> [AUFGABEN BEARBEITEN]:
(a) Schreiben Sie aus dem Text über die psychotherapeutische Versorgung in der Schweiz den Abschnitt zwischen "Knapp eine halbe" und "Präsidentin des Verbandes." einschließlich dieser beiden Stellen wortgetreu ab.
(b) Führen Sie den Text über die psychotherapeutische Versorgung in der Schweiz im Anschluss an seinen letzten Satz fort.

Knapp eine halbe Million Schweizerinnen und Schweizer nehmen psychologische oder psychiatrische Hilfe in Anspruch. Laut einer Studie des Bundesamts für Gesundheit gibt es bei Kindern und Jugendlichen einen Versorgungsengpass. «Ich höre immer wieder von Patienten, dass sie in vielen verschiedenen Praxen anrufen müssen, bis sie einen Platz finden», sagt Psychotherapeutin Sophie Wick gegenüber «10vor10».
Das stört auch den Verband der Schweizer Psychologinnen und Psychologen. «Wir haben vor allem in ländlichen Gebieten und Agglomerationen eine Unterversorgung, wie auch im Kinder- und Jugendbereich», sagt Yvik Adler, Präsidentin des Verbandes.
Abhängig von Psychiatern
Grund für diesen Engpass sei das Arbeitsmodell der Therapeuten. Fast die Hälfte der Psychotherapeuten arbeitet zumindest teilweise delegiert. Das heisst: Sie sind angestellt bei einem Arzt; einem Psychiater, dieser erhält die Gelder aus der Grundversicherung und entlöhnt wiederum den Therapeuten.
Schon seit Jahren kämpfen die Therapeuten gegen diese Abhängigkeit von den Psychiatern. Bisher erfolglos. Letzten November haben die Psychotherapeuten diese Forderung dem Bund in einem offenen Brief übergeben.

> [VORGEGEBENE ZEILEN]:

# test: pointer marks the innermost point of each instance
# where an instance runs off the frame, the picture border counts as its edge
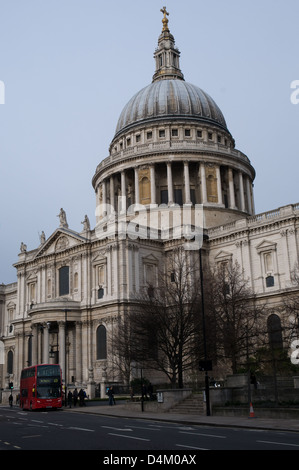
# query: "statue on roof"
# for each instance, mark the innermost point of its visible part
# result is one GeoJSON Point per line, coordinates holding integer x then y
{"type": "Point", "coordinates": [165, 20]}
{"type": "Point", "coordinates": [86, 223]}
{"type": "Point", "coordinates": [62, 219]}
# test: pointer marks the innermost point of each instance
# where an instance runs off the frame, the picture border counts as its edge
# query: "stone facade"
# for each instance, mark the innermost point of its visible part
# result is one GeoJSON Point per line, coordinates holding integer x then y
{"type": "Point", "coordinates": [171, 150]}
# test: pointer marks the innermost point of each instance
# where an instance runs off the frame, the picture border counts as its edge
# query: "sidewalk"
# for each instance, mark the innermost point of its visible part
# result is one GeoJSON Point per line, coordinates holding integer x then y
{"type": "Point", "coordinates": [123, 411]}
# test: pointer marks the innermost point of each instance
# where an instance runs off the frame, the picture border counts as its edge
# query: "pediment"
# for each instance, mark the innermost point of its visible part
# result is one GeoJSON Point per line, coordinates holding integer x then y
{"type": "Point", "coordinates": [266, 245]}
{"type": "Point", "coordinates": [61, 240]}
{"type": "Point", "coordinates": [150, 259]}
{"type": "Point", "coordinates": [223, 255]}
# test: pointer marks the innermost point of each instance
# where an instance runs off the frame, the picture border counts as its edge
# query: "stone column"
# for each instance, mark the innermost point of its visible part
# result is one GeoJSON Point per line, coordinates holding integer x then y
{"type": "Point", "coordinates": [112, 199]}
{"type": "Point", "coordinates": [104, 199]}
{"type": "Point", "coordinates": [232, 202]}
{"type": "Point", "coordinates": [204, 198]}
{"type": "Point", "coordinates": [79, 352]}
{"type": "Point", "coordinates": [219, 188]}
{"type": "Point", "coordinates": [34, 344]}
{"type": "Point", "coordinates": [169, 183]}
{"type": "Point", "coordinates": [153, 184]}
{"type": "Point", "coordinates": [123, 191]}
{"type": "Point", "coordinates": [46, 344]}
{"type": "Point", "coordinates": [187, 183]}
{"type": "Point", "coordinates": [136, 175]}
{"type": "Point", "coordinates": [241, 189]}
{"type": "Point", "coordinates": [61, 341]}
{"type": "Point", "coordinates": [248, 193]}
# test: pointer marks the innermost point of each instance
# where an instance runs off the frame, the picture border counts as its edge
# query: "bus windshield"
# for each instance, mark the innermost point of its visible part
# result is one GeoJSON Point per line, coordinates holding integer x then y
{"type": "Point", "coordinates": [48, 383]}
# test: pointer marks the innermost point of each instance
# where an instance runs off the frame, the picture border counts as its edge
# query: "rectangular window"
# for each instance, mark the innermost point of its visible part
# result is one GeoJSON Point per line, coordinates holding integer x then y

--

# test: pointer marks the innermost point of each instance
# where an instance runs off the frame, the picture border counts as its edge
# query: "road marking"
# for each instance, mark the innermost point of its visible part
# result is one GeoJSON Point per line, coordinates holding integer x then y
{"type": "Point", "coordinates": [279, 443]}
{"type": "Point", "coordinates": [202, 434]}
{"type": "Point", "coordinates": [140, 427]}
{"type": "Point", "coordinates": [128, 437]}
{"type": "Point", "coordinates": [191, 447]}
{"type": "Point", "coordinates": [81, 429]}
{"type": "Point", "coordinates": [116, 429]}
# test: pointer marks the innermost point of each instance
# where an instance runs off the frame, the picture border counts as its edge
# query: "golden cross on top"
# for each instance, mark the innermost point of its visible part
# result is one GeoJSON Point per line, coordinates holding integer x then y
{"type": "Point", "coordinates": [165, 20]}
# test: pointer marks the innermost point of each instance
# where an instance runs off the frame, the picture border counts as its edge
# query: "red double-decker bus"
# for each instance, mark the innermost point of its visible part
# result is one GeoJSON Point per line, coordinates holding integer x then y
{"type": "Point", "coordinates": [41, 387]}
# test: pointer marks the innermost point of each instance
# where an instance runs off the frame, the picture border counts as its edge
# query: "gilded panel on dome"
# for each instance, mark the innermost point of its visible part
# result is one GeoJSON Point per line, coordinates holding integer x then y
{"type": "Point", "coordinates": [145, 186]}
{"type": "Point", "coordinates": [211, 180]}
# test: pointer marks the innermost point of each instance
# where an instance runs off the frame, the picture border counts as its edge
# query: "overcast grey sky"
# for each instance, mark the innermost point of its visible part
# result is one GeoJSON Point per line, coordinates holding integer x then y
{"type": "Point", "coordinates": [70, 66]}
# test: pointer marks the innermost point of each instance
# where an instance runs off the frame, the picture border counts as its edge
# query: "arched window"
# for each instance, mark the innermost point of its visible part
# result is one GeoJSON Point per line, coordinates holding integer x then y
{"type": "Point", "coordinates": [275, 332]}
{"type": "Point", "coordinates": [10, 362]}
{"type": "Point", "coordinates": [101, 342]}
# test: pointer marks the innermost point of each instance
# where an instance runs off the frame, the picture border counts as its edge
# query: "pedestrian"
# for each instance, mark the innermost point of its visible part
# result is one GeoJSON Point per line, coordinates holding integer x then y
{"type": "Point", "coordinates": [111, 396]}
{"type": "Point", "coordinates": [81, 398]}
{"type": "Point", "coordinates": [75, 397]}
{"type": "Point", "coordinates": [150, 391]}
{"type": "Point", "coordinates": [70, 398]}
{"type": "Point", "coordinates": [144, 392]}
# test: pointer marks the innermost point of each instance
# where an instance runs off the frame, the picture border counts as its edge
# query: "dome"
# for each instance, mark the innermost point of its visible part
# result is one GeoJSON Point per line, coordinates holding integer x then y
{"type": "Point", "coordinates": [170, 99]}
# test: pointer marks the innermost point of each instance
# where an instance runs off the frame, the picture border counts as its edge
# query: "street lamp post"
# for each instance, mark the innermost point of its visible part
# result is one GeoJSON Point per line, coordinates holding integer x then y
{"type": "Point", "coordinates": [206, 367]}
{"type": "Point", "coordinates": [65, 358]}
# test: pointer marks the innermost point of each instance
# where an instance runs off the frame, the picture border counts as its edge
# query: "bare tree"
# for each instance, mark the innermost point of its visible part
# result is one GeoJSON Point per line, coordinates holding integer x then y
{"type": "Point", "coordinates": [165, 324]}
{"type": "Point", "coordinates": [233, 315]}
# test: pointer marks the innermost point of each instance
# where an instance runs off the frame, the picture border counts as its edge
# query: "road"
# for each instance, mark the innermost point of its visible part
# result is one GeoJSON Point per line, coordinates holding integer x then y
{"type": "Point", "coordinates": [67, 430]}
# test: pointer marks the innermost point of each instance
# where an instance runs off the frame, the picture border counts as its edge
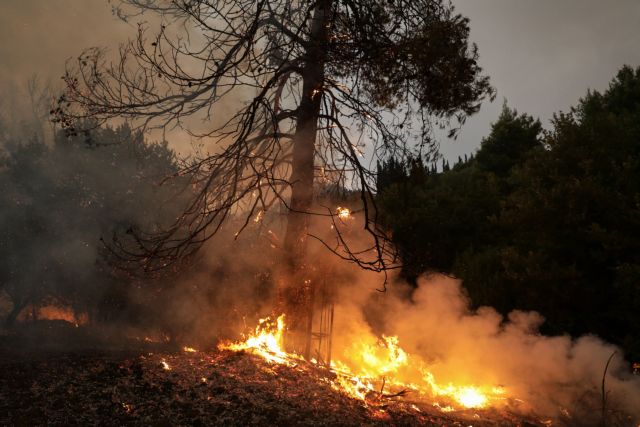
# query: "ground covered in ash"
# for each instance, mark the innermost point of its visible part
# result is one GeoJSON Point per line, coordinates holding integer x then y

> [LÖSUNGEN]:
(a)
Knapp eine halbe Million Schweizerinnen und Schweizer nehmen psychologische oder psychiatrische Hilfe in Anspruch. Laut einer Studie des Bundesamts für Gesundheit gibt es bei Kindern und Jugendlichen einen Versorgungsengpass. «Ich höre immer wieder von Patienten, dass sie in vielen verschiedenen Praxen anrufen müssen, bis sie einen Platz finden», sagt Psychotherapeutin Sophie Wick gegenüber «10vor10».
Das stört auch den Verband der Schweizer Psychologinnen und Psychologen. «Wir haben vor allem in ländlichen Gebieten und Agglomerationen eine Unterversorgung, wie auch im Kinder- und Jugendbereich», sagt Yvik Adler, Präsidentin des Verbandes.

(b)
Im Frühling waren Gespräche mit dem Departement gescheitert. Der Grund: die Angst vor steigenden Kosten in der Grundversicherung. Nun haben die Psychotherapeuten über 90'000 Unterschriften für ihr Anliegen gesammelt und übergeben diese Petition am 11. März dem Bundesrat.
Steigende Kosten befürchtet
Die Kosten sind auch das Hauptargument von bürgerlichen Gesundheitspolitikern wie Regine Sauter, die einem Systemwechsel kritisch gegenüberstehen.
«Bei einem Modellwechsel gibt es mehr Psychotherapeuten, die Leistungen zu Lasten der Grundversicherung abrechnen, und man weiss; je mehr Leistungen vorhanden sind, desto mehr Leistungen werden konsumiert», sagt die Zürcher FDP-Nationalrätin. Sie befürchtet einen Kostenanstieg in der Grundversicherung.
Krankenkassen fordern Kontrolle
Vor steigenden Kosten fürchtet man sich auch beim Krankenkassenverband Santésuisse. Trotzdem hat man dort ein offenes Ohr für die Forderungen der Psychotherapeuten. «Gewisse Bedingungen müssen unbedingt erfüllt sein», erklärt Direktorin Verena Nold. «Die Überweisung muss durch einen Psychiater geschehen, die Behandlungen müssen regelmässig überprüft werden und falls die Kosten aus dem Ruder laufen, Gegenmassnahmen ergriffen werden.»
Druck im Bundeshaus
Für Diskussionen sorgt das Thema auch im Bundeshaus. Mehrere politische Vorstösse zum Thema wurden bereits eingereicht. In seinen Antworten gibt der Bundesrat zu verstehen, dass man an einer Änderung des Modells arbeite und noch dieses Jahr konkrete Schritte zu erwarten seien. Ob die in Richtung Selbständigkeit für die Psychotherapeuten geht, ist noch offen.